Tasks for this exercise:
A – Rewrite the part of the piece on foreign tourism in China starting at "In July, for" and ending at "2018 and 2019.", with "cashless society" changed to "cash-free economy".
B – Write a continuation of the article on bringing foreign tourists back to China, picking up after its final sentence.

Top of Reading text

As I see it | It’s going to be a struggle to bring foreign tourists back to China
- The formal scrapping of Covid tests was the latest measure to lure international visitors, as there is little sign that numbers are rebounding so far
- Geopolitical tensions are also keeping high-spending Western visitors away

In July, for example, it was announced that international travellers would be able to link foreign credit cards to the widely used e-payment apps WeChat Pay and Alipay (the latter owned by the SCMP’s parent company).
The move was designed to partly address the concerns of foreigners who would struggle to make payments in a largely cashless society and where many businesses – especially smaller ones –will not take international credit cards.
Before the pandemic, tourism and its related industries played a significant part in China’s economy, contributing around 11 per cent of GDP in 2018 and 2019.

Bottom of Reading text
Top of Records provided

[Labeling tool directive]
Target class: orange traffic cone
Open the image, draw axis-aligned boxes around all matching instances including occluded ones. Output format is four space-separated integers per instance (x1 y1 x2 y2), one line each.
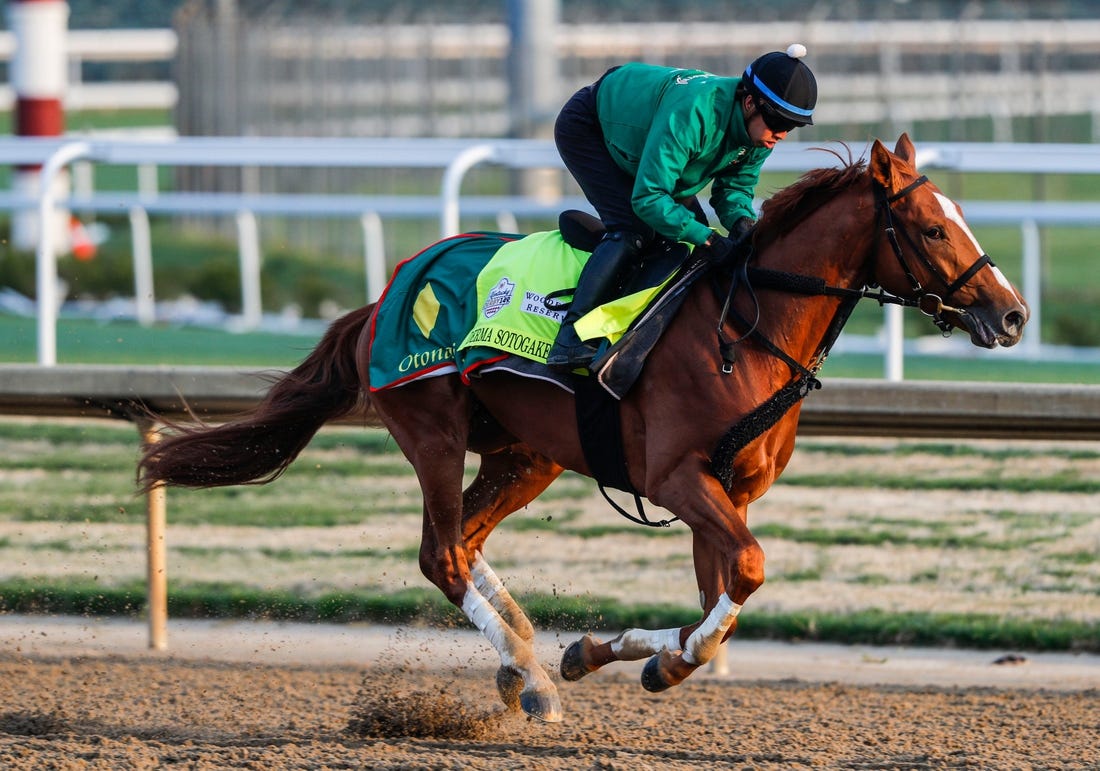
69 217 96 262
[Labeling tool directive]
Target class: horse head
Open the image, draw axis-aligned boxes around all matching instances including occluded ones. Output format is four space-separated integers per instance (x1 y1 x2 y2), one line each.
870 134 1029 348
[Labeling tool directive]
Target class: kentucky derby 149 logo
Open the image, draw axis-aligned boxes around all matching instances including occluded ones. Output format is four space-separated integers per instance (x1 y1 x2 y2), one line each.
482 277 516 319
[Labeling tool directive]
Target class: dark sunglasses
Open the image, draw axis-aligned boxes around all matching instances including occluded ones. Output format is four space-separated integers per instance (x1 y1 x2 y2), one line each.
755 99 802 134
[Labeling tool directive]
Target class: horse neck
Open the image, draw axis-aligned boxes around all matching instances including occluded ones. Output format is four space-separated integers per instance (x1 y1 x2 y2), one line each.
739 175 876 378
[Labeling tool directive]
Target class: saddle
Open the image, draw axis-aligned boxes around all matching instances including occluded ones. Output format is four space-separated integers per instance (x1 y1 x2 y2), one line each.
558 210 703 516
558 209 704 400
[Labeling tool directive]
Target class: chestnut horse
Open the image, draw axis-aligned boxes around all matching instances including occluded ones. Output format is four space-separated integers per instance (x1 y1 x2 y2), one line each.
141 135 1029 722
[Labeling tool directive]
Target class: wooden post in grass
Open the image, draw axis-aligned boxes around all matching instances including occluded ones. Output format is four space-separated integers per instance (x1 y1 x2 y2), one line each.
136 417 168 650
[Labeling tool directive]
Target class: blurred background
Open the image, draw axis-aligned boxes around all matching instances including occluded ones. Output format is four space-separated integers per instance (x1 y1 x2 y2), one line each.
0 0 1100 373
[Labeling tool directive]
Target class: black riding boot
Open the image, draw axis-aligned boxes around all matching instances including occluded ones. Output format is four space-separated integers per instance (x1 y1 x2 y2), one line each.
547 231 642 372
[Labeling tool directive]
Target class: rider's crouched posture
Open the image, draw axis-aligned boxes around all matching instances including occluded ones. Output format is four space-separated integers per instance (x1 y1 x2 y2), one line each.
547 44 817 372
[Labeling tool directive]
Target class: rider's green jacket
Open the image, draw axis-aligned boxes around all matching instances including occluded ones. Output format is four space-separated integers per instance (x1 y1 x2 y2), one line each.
596 63 771 244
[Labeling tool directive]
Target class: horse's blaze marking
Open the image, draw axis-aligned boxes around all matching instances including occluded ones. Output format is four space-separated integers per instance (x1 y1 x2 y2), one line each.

Bottom of Records provided

Your written answers:
A –
In July, for example, it was announced that international travellers would be able to link foreign credit cards to the widely used e-payment apps WeChat Pay and Alipay (the latter owned by the SCMP’s parent company).
The move was designed to partly address the concerns of foreigners who would struggle to make payments in a largely cash-free economy and where many businesses – especially smaller ones –will not take international credit cards.
Before the pandemic, tourism and its related industries played a significant part in China’s economy, contributing around 11 per cent of GDP in 2018 and 2019.

B –
But in 2022, the country’s zero-Covid policies meant there were essentially no international travellers, while the government said the revenue generated by domestic tourism was just over a third of pre-pandemic levels.
Since China scrapped its zero Covid policy in January, domestic tourism has picked up quickly, prompting government think-tanks such as the China Tourism Academy to predict that domestic tourist trips this year are expected to rebound to more than 90 percent of pre-pandemic levels and generate a revenue of 5 trillion yuan (US$686 billion), or more than 80 per cent of the pre-Covid figure.